## Exercise brief
Decide whether each statement agrees with the soccer-scene memory study excerpt below. Answer yes or no, and quote the words of the excerpt that decide it. 1. The tripod holding the camera stood 1.5 meters from the whiteboard. 2. Eye movements were recorded while participants reconstructed the scene on paper. 3. Each of the two groups had 30 participants.

-- BEGIN Excerpted passage --

Two computerized tests were displayed on a 15.6-inch laptop screen. First, the control test consisted of two tasks designed to assess participants’ VSA. Second, the main test required subjects to memorize a soccer scene and reproduce it on a printed paper. This video-based tactical scene was filmed in two distinct versions using an Ultra HD camera, strategically set up on a tripod 1.5 meters from the whiteboard. During the visualization phase, eye movements were recorded using a head-worn, wireless eye-tracker (Tobii Pro Glasses 2, 50 Hz; Tobii AB, Danderyd, Sweden) connected to a 13-inch Dell computer. The recording was managed with Tobii Pro Glasses Controller software (version 1.95), and the data were analyzed using Tobii Pro Lab software (version 1.241).

Measures

Procedure

Participants were randomly divided into two groups of 27 each: dynamic-drawing group and static-drawing group. First, they performed the control test, then proceeded to the main test. At the end of the video presentation, participants were asked to complete Likert scale items assessing the overall mental effort invested in memorization. To measure intrinsic load, participants answered the item ‘How much mental effort did you invest?’ (Paas, 1992). Extraneous load was evaluated through the item ‘How difficult was it to learn with the material?’ (Hasler et al., 2007). Finally, germane load was measured using the item ‘How much did you concentrate during learning?’ (Cierniak et al., 2009). A global score was calculated as the average of responses ranging from 1 (very low) to 9 (very high). Right after, in order to complete the recall test, participants received a sheet of paper featuring a blank football field diagram. Their task was to sequentially reconstruct the game system’s progression from action 1 to action 6 by precisely placing players and/or the ball in their respective positions. An independent evaluator reviewed each reconstruction, awarding one point for each correctly placed player and/or ball and zero for incorrect placements (Chikha et al., 2024). Additionally, the time each participant took to complete the recall test was measured in seconds.

-- END Excerpted passage --
-- BEGIN Data excerpts --

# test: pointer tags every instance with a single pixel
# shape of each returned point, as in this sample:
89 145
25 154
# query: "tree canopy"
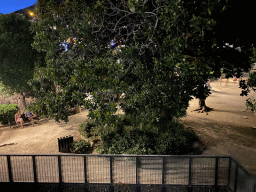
17 56
154 55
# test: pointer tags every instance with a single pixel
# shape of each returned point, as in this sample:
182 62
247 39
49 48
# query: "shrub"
80 146
174 139
7 113
86 128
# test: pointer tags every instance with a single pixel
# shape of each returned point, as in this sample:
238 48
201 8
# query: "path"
229 129
41 139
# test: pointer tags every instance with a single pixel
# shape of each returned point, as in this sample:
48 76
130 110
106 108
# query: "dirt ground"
227 130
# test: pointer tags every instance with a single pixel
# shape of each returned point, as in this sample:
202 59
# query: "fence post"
34 168
137 177
189 174
60 171
229 172
59 145
9 169
111 173
85 170
163 166
236 173
216 174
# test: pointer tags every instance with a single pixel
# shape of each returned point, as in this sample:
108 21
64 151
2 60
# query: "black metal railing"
123 173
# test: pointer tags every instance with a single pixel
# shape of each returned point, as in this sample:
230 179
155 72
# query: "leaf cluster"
7 112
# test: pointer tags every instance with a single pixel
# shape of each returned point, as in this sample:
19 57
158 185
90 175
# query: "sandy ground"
227 130
41 139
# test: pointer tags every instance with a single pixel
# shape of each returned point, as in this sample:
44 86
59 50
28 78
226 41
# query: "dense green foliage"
17 57
141 139
7 113
148 57
80 146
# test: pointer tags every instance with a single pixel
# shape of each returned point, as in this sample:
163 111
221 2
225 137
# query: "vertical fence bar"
236 173
85 170
137 175
229 172
9 168
60 171
34 168
85 173
189 175
111 171
111 174
189 171
163 166
216 174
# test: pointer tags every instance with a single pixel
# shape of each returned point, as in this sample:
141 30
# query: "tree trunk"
202 104
203 107
22 103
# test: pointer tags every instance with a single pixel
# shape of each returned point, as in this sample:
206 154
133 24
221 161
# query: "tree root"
204 109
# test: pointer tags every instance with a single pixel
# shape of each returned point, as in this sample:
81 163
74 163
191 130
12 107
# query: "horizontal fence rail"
124 173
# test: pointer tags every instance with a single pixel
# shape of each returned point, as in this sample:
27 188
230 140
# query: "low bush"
80 146
86 128
7 113
174 139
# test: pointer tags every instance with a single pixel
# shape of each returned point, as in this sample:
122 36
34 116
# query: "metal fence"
123 173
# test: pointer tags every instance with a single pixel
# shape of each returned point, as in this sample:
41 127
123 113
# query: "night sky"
8 6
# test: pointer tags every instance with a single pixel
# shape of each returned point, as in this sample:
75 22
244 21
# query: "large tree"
156 54
17 56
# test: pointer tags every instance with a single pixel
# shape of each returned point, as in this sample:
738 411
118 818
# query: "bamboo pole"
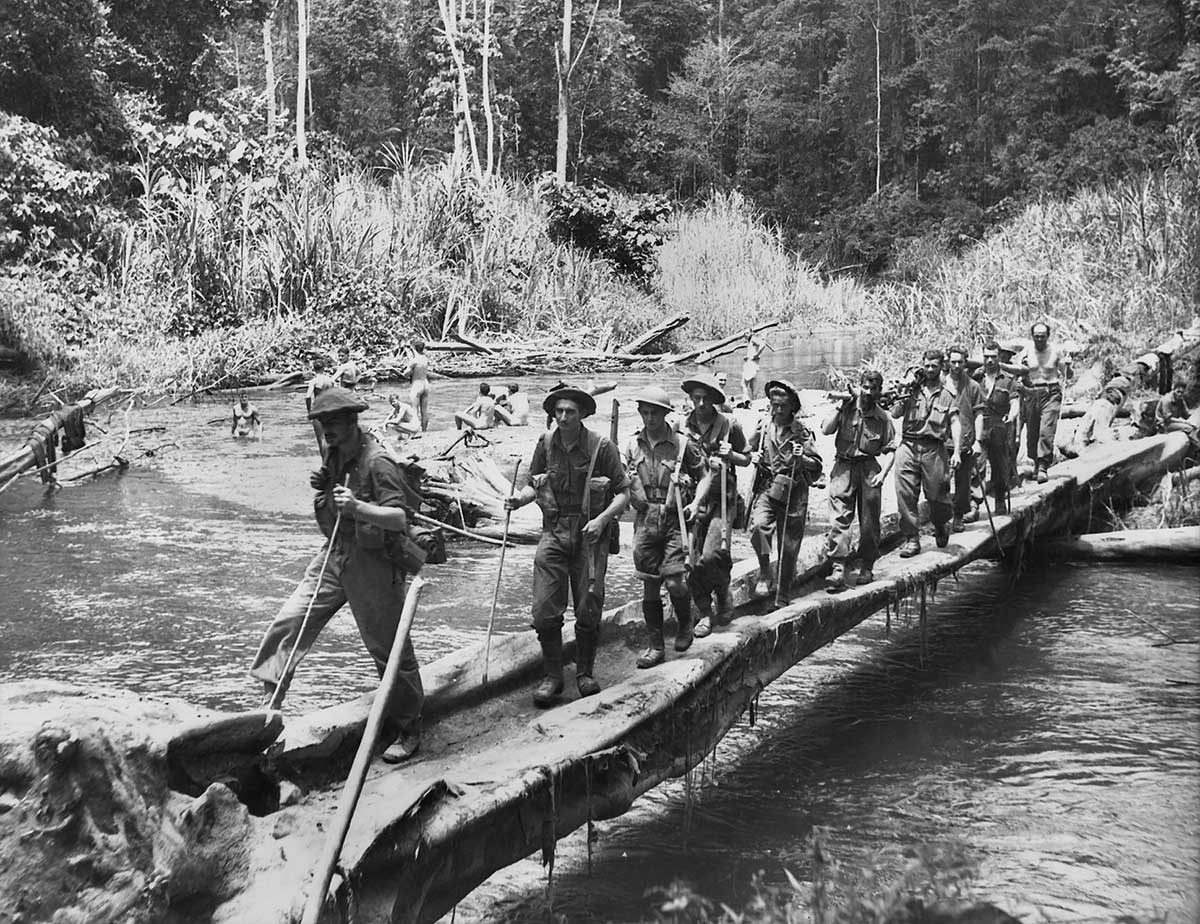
465 533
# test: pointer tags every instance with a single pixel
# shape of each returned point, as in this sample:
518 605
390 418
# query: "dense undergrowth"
221 262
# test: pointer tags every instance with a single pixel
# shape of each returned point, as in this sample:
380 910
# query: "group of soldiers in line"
682 484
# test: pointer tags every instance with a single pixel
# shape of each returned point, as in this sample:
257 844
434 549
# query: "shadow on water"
1031 724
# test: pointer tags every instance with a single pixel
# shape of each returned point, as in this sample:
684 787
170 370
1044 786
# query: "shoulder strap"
592 467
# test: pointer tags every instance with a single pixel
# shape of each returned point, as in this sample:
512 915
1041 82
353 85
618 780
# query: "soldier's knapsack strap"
587 481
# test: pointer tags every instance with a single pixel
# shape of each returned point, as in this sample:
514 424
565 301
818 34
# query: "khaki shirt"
863 433
971 405
375 477
928 413
567 468
653 466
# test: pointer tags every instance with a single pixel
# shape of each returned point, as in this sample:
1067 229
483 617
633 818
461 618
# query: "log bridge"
192 821
498 780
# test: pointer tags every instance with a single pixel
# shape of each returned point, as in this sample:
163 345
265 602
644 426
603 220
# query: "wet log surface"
1179 544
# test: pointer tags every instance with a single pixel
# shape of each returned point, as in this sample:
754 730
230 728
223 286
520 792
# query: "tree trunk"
301 79
269 70
563 63
463 121
486 89
879 106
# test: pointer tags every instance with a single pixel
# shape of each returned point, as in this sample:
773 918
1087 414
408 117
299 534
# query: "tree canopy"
852 124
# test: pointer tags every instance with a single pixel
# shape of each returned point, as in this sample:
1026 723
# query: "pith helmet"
335 400
586 403
654 396
706 381
785 385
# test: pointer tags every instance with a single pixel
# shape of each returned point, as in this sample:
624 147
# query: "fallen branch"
47 466
465 533
1181 544
706 353
639 343
46 429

-- END Data excerpts --

## Answer to the exercise
1. Yes: "strategically set up on a tripod 1.5 meters from the whiteboard"
2. No: "During the visualization phase, eye movements were recorded"
3. No: "Participants were randomly divided into two groups of 27 each"